==== Document extract ====

Sunday, February 21, 2010

pubes and pictures. but not pictures of pubes. because i'm not that desperate.

Staying at a hotel is the shit. Especially if it's one of those fancy shmancy kinds that my husband has grown accustomed to now that his work spoils him silly on business trips. I guess that's the treatment you get when you're the inventor of computers.
Yesterday we drove the kids to Tampa to visit my mom and incredibly old and sweet grandma. The only spare room in the house has a bedroom plucked right from the sixties. Three words: Seafoam satin sheets. Just pulling the bedspread down is enough to make you feel nastay and high all at the same time. Especially with the confetti flower blanket and plastic plants.
So we stayed at a hotel. A nice one. And I had plans to see a show with this awesome chick leaving my husband and heathens kiddos to fend for themselves on Harbor Island.
Before the show, I showered. Because it's not too often I get to hang out with friends and wear a dress and be a lady. And ladies don't smell like chicken noodle soup and diapers.
Hotel showers are hit or miss. Even in the fanciest places you can be surprised by the shower. I've stayed in all sorts of places in New York City (a place my heart pulls me to once a year at least). The Algonquin was a splurge. On my husband's company's dime, of course. And the shower was pristine and surprisingly modern for a 100 year old building.
In more contemporary places I've been grossed out by yellowy shower curtains that are constantly billowing in while I shower and getting stuck to my arms and butt. And there's a pretty good chance I'm going to be standing ankle deep in my chicken soup and diaper water by the time I get to sudsing up my hair with sub-par shampoo or washing my face with a sandpaper washcloth.

====

Requirements -
(a) Reproduce every line of the listing below word for word, leaving out the picture.
(b) Continue the blog post about hotel showers, starting right after its final sentence.

==== Rows ====

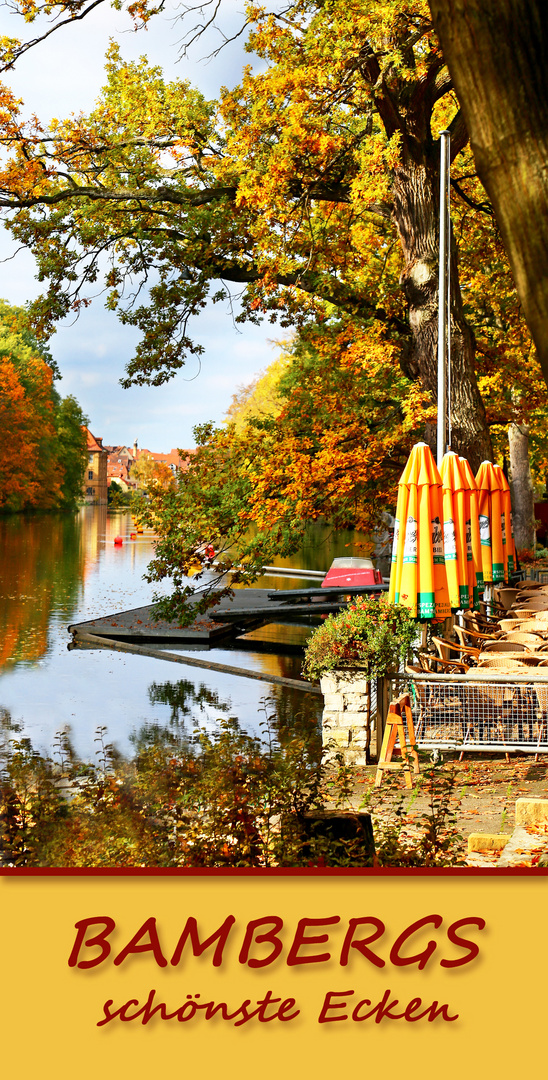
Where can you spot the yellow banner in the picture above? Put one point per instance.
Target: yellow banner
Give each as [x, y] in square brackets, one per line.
[274, 975]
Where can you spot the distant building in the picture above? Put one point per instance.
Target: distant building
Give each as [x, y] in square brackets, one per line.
[121, 459]
[95, 477]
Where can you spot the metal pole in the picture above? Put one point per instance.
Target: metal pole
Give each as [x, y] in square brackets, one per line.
[442, 297]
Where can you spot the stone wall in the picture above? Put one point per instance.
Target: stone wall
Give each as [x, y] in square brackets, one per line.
[346, 715]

====

Task-by-task outputs -
(a)
Where can you spot the yellow banner in the picture above? Put one point per instance.
Target: yellow banner
Give each as [x, y] in square brackets, one per line.
[274, 975]
Where can you spot the distant building in the picture above? Put one point per instance.
Target: distant building
Give each as [x, y] in square brackets, one per line.
[121, 459]
[95, 477]
Where can you spot the metal pole in the picture above? Put one point per instance.
Target: metal pole
Give each as [x, y] in square brackets, one per line.
[442, 297]
Where can you spot the stone wall in the picture above? Put one point per instance.
Target: stone wall
Give each as [x, y] in square brackets, one per line.
[346, 715]

(b)
But the worst thing about hotel showers is the one stray pubic hair that is inevitably missed by the cleaning crew. If you're lucky enough to see it before you get in the shower, you can do one of three things:
blow it as hard as you can so it goes away
run gallons of water and try swishing it down the drain
pluck it from the tub and flick it into the trashcan
with your FINGERS


All options run their own risks. I've blown a stranger's pube straight into my own face before trying technique number one. And since you can't blow with your mouth closed...you run another risk if you try this method. Use caution.


Swishing it down the drain is somewhat safer. As long as your drain isn't super slow and you keep your hand far enough away from the hair as you swish, you should be okay. I've also swished willy-nilly and minutes later found the hair on my hand. This is disgusting and leads to at least three day wonky-hand.


Picking it up with your fingers and putting it in the trashcan is gross. Nobody would do that. Right?


So on the tile in the bathroom of our fancy shmancy room there WAS a stray pubic hair. It was the first thing I looked for when we got there because I seriously think about these things for days before a trip involving a hotel stay and I have to know what I'm dealing with as soon as possible. The pube on the tile was NOT in the tub, so I just let it stay there. In the corner of the bathroom. And kept tabs on it every time I went in to pee or brush my teeth or check on the pube because I was obsessed but not enough to try blowing it or touching it.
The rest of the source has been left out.